§ Quoted text:
How Succession Uses Humiliation as a Weapon

The series replaces sex and violence with abject personal horror, and we can't stop watching.

TV Features Succession
How Succession Uses Humiliation as a Weapon

There are many comparisons to be made between the medieval machinations of the Roy family on HBO’s Succession and those in Game of Thrones, but whereas the latter series attempted to shock with its graphic violence and sexposition, Succession creates a much deeper cringe factor by wielding pure humiliation. Game of Thrones dared us to watch its bloodshed, but Succession dares us to turn away from its casual destruction of a person’s sense of self.

Humiliation is the core currency here; Succession uses it in place of physical violence to wound its characters, and in some contexts it becomes sexualized. The fifth episode of its second season, “Tern Haven,” had every example of this rolled into one. The Roys venture to see the Pierce family in their sprawling liberal enclave to discuss the terms of a potential buyout, but this is not strictly business; in addition to $24 billion, the Pierces also want to “ensure the integrity of their news outlets” by testing the moral character of the Roys. As we know, of course, there isn’t much of that to be found.

There are a number of swirling plots in each of the Roy’s individual lives that lead up to that dynamite dinner scene, where each member of the family was roasted in their own way. It was effective in its extreme cringe because—like the trip to Hungary which led to Boar on the Floor—they are all trapped there. Every Roy has been tasked with one goal: don’t fuck this up. So immediately, they do. But the dinner was not the end, or even the peak of the humiliations of the episode (though it did bring so many of those threads together in incredibly uncomfortable ways).

The mortifications began, as they usually do, with Tom. He’s set up as the straw man for the Pierce’s concerns with ATN, which of course Tom was desperate to take over. Almost immediately he’s thrown under the bus, and even Shiv attacks him at the dinner table (which he futility calls her out on later). But then came the most amazing moment: when one of the Pierces casually looks up and says she didn’t realize “he” would stay on as the head of news (as if she’s not sitting right next to Tom). And Tom, who has been jovial and gracious in the ribbing thus far, meets the subsequent silence with an amazing deflection: “Ah look, here we are…the king of edible leaves, his majesty the spinach!” The zoom-pan to Roman’s reaction is priceless.

Roman, of course, embraces humiliation in a way even Tom doesn’t (yet). As our own Shane Ryan wrote in his Succession piece on the work of Britiain’s “New Cynics”: “I’d go so far as to say that like Roman Roy the writers are indulging in a kind of vicarious humiliation fetish.” It’s certainly a very British aesthetic, but the way “Tern Haven” doesn’t just doubles-down on Roman and Gerri’s humiliation game (her calling him sick and worthless, saying he has a revolting problem and that he’s a disgrace as he wanks off in her bathroom) is a new level. At dinner, Tabitha calls out Roman for their lack of a sex life, referring to them as “eunic besties,” which leads to an embarrassing attempt at intimacy later. Roman, thinking he’s turned on by the “wrongness” of a sexual encounter (rather than humiliation specifically), tells Tabitha during their roleplay that “you shouldn’t be turned on because dead women aren’t wet,” it spirals into one of Successions best and worst exchanges. “You wanted it to seem like I’m dead and you’re … raping me?” Tabitha asks, pushing him off her in disgust. “I think maybe the morgue is closing for the night.” And then Roman’s hilarious reply, almost lost as an aside: “I don’t want to get into a semantic argument.”

§ Dataset records:
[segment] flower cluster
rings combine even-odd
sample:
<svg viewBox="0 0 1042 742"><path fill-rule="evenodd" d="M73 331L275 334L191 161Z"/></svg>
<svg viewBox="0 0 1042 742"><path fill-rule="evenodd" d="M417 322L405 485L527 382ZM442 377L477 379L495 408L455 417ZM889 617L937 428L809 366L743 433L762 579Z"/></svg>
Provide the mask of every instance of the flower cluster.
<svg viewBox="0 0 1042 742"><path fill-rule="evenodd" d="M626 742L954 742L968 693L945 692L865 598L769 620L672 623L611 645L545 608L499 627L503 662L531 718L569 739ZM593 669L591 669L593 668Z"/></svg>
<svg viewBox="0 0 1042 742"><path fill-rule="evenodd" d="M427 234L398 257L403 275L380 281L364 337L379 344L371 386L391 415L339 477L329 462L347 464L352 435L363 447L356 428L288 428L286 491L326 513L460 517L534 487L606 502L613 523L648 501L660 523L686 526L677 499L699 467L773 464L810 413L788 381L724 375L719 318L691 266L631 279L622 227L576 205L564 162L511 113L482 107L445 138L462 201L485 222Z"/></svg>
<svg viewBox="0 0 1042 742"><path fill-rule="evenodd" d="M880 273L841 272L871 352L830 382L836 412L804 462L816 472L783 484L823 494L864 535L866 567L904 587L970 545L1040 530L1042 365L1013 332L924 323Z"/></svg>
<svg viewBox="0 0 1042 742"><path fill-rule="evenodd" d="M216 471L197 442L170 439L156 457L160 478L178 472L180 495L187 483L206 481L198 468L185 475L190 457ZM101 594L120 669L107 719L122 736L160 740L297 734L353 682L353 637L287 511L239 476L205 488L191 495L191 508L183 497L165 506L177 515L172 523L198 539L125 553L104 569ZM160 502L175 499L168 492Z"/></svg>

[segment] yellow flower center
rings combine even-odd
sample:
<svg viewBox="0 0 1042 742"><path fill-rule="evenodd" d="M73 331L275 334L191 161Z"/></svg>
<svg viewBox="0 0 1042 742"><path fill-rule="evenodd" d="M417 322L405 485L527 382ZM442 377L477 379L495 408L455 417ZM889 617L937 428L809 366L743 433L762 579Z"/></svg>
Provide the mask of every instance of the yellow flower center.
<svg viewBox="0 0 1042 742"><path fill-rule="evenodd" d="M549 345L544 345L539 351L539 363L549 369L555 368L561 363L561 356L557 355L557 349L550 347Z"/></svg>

§ Required task:
Reproduce the passage from the Succession article above, starting at "There are many" and ending at "sense of self.".

§ Correct result:
There are many comparisons to be made between the medieval machinations of the Roy family on HBO’s Succession and those in Game of Thrones, but whereas the latter series attempted to shock with its graphic violence and sexposition, Succession creates a much deeper cringe factor by wielding pure humiliation. Game of Thrones dared us to watch its bloodshed, but Succession dares us to turn away from its casual destruction of a person’s sense of self.